▶ [Document segment]:
[Start of Attachment]
Being the Doctor Your Patient Wants
“And all you have to do is be the kind of physician your patient is hoping you will be.”
Easier said then done. The industrialized medicine model makes it very hard. Doctors need to care (most really do) plus they need time. It’s that second piece that is so elusive. That is why doctors become indifferent. Add to this the bureaucratic drag and you have this massive recipe for disaster. I know. I was there. Fortunately, I now do direct primary care and I have time, I have no boss, I have minimal bureaucracy and I think that I am the physician the patients hoped I’d be. This story in the NY Times is just academic fluff that means nothing unless the system gets fixed. Trust me, no bullshit Press Ganey score will accomplish that.
“Suffering”, like …
-the constant, growing burden to do more minutiae in less time?
– docs and hospitals fighting with CMS directives eg. re-admission penalties that would be schizophrenic were they not so clearly aimed at payment reduction/denial?
[End of Attachment]
▶ [Data listing]:
[Start of Attachment]
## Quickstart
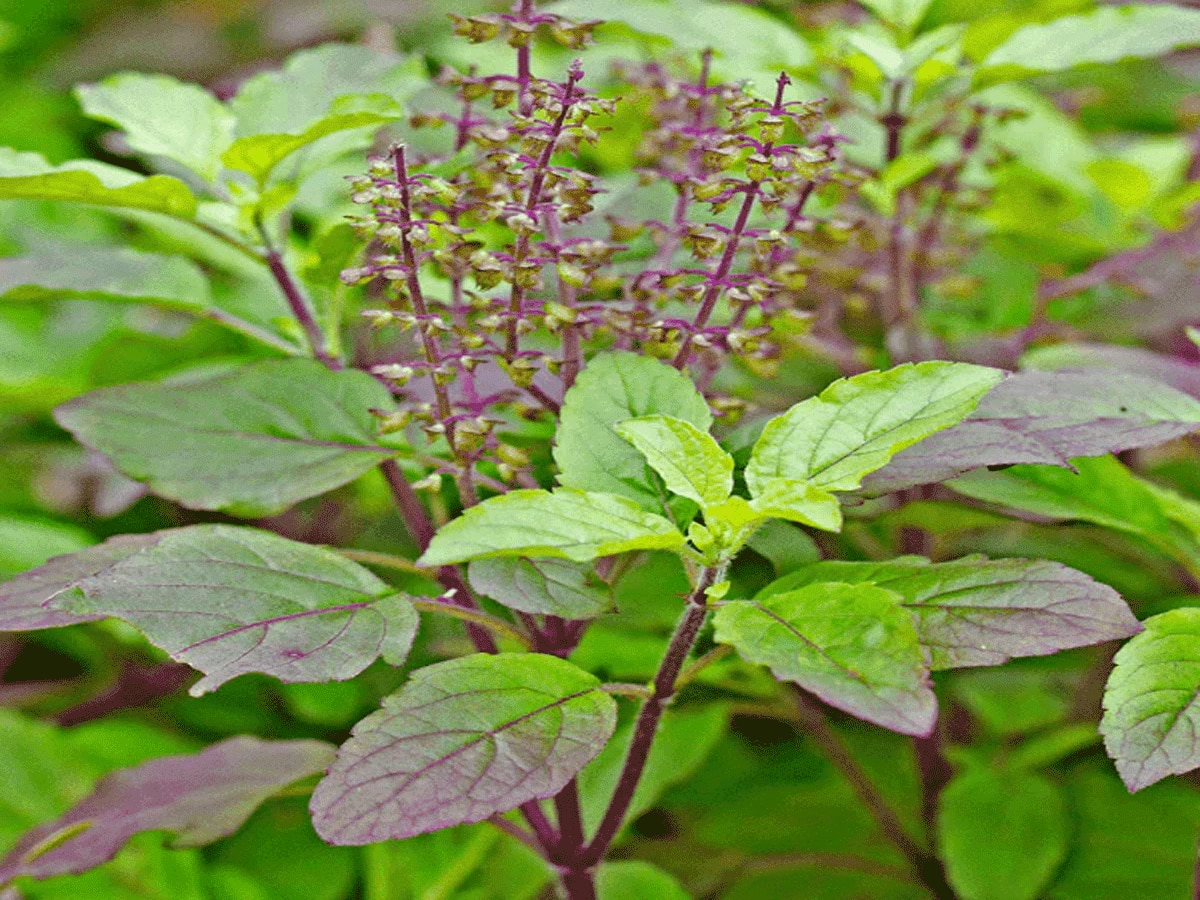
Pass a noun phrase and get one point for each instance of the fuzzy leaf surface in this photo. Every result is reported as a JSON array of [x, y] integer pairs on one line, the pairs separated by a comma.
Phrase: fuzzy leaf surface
[[1001, 834], [853, 646], [29, 177], [199, 798], [112, 274], [24, 600], [611, 389], [1104, 35], [541, 587], [1047, 418], [251, 442], [1152, 701], [231, 600], [690, 462], [460, 742], [163, 117], [564, 523], [856, 425], [983, 612]]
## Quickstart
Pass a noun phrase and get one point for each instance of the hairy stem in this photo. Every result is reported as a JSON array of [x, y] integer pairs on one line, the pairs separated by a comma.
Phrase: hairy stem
[[816, 725], [299, 305], [681, 645]]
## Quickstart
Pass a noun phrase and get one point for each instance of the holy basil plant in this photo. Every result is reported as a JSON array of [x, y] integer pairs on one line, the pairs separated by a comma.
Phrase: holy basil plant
[[603, 433]]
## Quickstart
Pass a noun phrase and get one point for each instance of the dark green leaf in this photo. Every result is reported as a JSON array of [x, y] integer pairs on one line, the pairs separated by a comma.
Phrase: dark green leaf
[[1103, 35], [853, 646], [857, 424], [1151, 709], [251, 442], [463, 741], [1001, 834]]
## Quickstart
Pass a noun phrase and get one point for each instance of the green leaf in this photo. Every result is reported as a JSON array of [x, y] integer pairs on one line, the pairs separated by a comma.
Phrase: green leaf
[[229, 600], [905, 15], [115, 274], [857, 424], [982, 612], [565, 523], [1001, 834], [463, 741], [545, 587], [611, 389], [1101, 491], [853, 646], [259, 154], [637, 880], [163, 117], [304, 91], [798, 502], [690, 462], [28, 177], [684, 739], [1151, 708], [28, 541], [1103, 35], [250, 442]]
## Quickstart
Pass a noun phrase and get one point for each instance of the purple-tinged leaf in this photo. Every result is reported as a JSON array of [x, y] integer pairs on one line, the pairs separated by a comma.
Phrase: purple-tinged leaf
[[546, 587], [1173, 371], [463, 741], [24, 600], [198, 797], [1045, 418], [251, 442], [231, 600], [1151, 723], [982, 612], [855, 646]]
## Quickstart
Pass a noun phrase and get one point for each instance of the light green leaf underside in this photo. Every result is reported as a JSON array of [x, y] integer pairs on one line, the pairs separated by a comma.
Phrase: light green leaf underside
[[1104, 35], [856, 425], [855, 646], [1152, 701], [613, 388], [565, 523], [29, 177], [250, 442], [259, 154], [115, 274], [982, 612], [163, 117], [231, 600], [690, 462]]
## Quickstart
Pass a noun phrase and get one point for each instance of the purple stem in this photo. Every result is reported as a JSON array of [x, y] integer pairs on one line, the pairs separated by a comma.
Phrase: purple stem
[[681, 645], [299, 306]]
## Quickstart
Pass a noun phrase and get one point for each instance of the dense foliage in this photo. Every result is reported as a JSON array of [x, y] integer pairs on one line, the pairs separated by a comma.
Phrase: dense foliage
[[628, 449]]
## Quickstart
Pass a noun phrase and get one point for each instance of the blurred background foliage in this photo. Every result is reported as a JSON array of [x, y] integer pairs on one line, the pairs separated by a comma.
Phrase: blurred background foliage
[[760, 811]]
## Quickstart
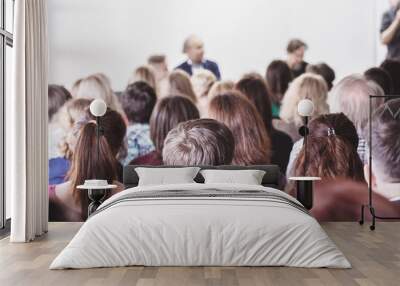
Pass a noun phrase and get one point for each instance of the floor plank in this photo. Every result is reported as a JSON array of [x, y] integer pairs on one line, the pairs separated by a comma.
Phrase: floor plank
[[375, 257]]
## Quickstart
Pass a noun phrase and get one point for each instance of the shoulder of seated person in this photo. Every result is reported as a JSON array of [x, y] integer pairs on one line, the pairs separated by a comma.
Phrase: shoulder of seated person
[[62, 191]]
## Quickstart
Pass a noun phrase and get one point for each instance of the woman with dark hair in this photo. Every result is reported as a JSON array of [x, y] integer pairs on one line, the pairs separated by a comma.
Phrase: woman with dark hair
[End of Attachment]
▶ [The task]:
Supply what comes next in the post on being the doctor your patient wants, starting after its last line. The items have nothing to do with the post on being the doctor your patient wants.

▶ [Answer for this exercise]:
– tight private docs barely able to make payroll, socked with new EHR mandates, moonlighting on weekends just to pay their own bills?
– the always present threat of malpractice?
– the sure knowledge that one’s lobbying and advocacy rep’s are cheerfully selling their clients out?
This hit piece almost read like a parody, with the usual elite northeastern doctors and their sympathetic media crank out another verse of “Yes, we are the problem! Please tell us patients, how may we further abase ourselves for you?”
I expect most doctors could be the doctor their patients want if they weren’t wasting so much time being the doctors our government wants.
If I was the kind of doctor that some patients wanted me to be, I would be running a narcotic pill mill, would be a public health menace by prescribing gorillacillins for viral upper respiratory infections and would willy-nilly run up medical costs by ordering MRIs at the first onset of every little back twinge.
Mr Selridge was wrong, the customer is not always right.
… And guess who’s the first poster to come up in the “Picks” section of the comments, Doug (as of this moment, anyway)?
I will note for other readers here, a study released by the US Army War College this month, “Lying to Ourselves: Dishonesty in the Army Profession” (http://www.strategicstudiesinstitute.army.mil/pubs/download.cfm?q=1250), which documents how a huge number of mandatory, but physically impossible requirements (more mandated training sessions than there are days to train, etc.) leads to officers all the way up the chain of command flat-out lying about having completed them.
Sound familiar?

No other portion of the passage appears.